■ Selected passage:
☆ ☆ ☆ ☆ ☆ ☆ ☆
The question of when it’s necessary to extend the quantitative scale in a chart to include zero and when it’s OK to “truncate” the scale (start it at something other than zero) has been bandied about for decades at least, and there’s plenty of disagreement and second-guessing among experts on this topic. Every so often, a research study comes along that seems to offer guidance, but, as soon as it’s published, people point out potential limitations or exceptions to the study that keep the waters nice and muddy.
Like many others, I have an opinion on this topic. Perhaps unlike many others, my opinion is, “The rules for determining when it is and isn’t necessary to include zero in a chart’s scale are surprisingly complicated.” As I see it, most—if not all—of the controversy around this topic arises from the fact that people have been arguing for or against rules that are too simplistic, i.e., that don’t account for all of the many factors that determine when it is or isn’t necessary to extend the scale to zero. What are those complicated rules? I’ll get to them in a moment, but, first, I think it would be useful to address...
Some simple rules that don’t work
Such as…
“Always extend the scale to include zero.”
According to this rule, the chart on the left would be “wrong” and would need to be “corrected” to the version on the right:
I don’t know anyone who would think that the chart on the left is “wrong”, or that the “corrected” chart on the right is better. Clearly, then, it’s not always necessary to extend the scale to include zero.
OK, so how about…
“Extending the scale to include zero is always optional.”
According to this rule, the chart below on the left would be OK, even though it has a truncated scale:
With the chart on the left, if the reader isn’t paying attention, they’ll conclude that Canada is about twice as big as Brazil because its bar is about twice as long. As the version on the right (which starts the scale at zero) shows, however, that’s not even close to being true. Even if the reader is paying attention and does notice that the scale in the chart on the left doesn’t start at zero (and that’s a big “if”), what that truncated scale really says is “the lengths of these bars don’t accurately represent the quantities in this chart, so don’t compare these values based on bar lengths”. Uhh… thanks? Clearly, the truncated scale in the chart on the left is problematic, so the rule can’t be that zero is always optional, either.
So, extending the scale to include zero seems to be required in some situations, but optional in others. The obvious next question is, of course, in which situations is zero required, and in which can the scale be truncated? There are a few common answers to this question floating around, but I think that they’re still too simplistic, for example…
The bar chart rule
Many dataviz experts recommend that…
“It’s always necessary to extend the scale to include zero in bar-based charts (bar charts, stacked bar charts, clustered bar charts, etc.), but it’s always optional in other chart types.”
I agree that it’s always necessary to extend the scale to include zero in a bar chart; that’s pretty self-evident from the “Land Area by Country” bar chart example above, I think. I am, however, a lot less certain about making zero optional solely because a chart is a line chart, scatterplot, or any other non-bar-based chart type. Why? Well, have a look at this line chart:
Many experts would say that it’s OK to truncate the scale in this chart because it’s not a bar chart. I wouldn’t feel comfortable publishing a chart like this, though. Why not? Well, it is true that readers won’t be thrown off by “wrong” bar lengths in a chart like this since there aren’t any lengths of bars to compare. There are, however, heights of points. This chart works by representing greater quantities (i.e., higher monthly revenues) as higher points on a line, and lower revenue as lower points. The problem, of course, is that a point such as August on the Business (blue) line is about three times higher up in the chart than the July point, so it would be natural to perceive the revenue for August as being three times higher than that of July. Most people who are likely to read this article will quickly realize that that’s not a correct reading of this chart, but I’ve seen enough people make this type of mistake in practice for it to worry me, and research suggests that this is a genuine concern.
☆ ☆ ☆ ☆ ☆ ☆ ☆
■ Prompt a:
Answer these questions about the passage on truncated chart scales:
(i) Which two countries appear in the bar chart example of land area?
(ii) On the Business line, the point for which month sits about three times higher than the July point?
(iii) What three kinds of bar-based charts does the bar chart rule name?
☆ ☆ ☆ ☆ ☆ ☆ ☆
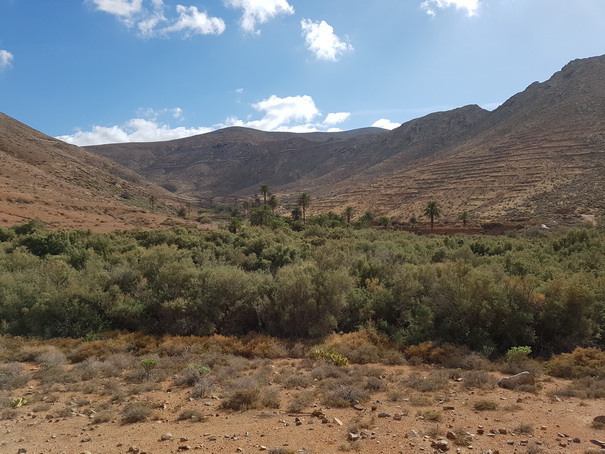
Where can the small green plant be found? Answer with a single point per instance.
(518, 354)
(200, 369)
(485, 405)
(17, 402)
(330, 356)
(149, 364)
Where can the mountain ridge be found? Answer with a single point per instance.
(496, 164)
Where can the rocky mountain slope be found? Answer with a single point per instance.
(67, 187)
(540, 155)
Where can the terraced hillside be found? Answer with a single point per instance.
(539, 157)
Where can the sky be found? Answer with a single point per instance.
(103, 71)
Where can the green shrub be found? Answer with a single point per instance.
(332, 357)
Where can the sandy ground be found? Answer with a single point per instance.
(559, 425)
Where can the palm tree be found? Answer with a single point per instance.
(349, 214)
(303, 202)
(234, 225)
(432, 211)
(264, 190)
(464, 217)
(273, 202)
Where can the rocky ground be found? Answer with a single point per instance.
(404, 409)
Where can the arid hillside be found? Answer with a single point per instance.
(67, 187)
(538, 157)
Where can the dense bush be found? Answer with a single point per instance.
(487, 293)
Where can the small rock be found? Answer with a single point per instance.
(598, 443)
(441, 445)
(523, 378)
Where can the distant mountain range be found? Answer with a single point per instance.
(541, 154)
(539, 157)
(68, 187)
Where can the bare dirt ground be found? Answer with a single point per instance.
(86, 417)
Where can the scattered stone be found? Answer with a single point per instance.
(318, 414)
(441, 445)
(598, 443)
(523, 378)
(353, 437)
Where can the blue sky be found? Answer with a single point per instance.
(99, 71)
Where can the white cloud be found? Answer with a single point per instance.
(193, 21)
(259, 11)
(135, 130)
(147, 27)
(149, 16)
(385, 124)
(322, 41)
(5, 58)
(122, 8)
(292, 114)
(335, 118)
(471, 6)
(284, 112)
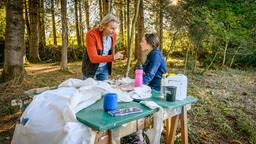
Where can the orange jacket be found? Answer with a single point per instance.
(94, 43)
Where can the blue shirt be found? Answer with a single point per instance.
(153, 68)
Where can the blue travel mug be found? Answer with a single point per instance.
(110, 102)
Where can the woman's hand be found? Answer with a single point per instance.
(118, 55)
☆ ☆ ☆ ☆ ☆ ☆ ☆
■ Prompt b: State how many lines of the listing contain the word "blue". Give only the number.

■ Full answer a:
(i) Canada and Brazil
(ii) August
(iii) Bar charts, stacked bar charts, and clustered bar charts

■ Full answer b: 3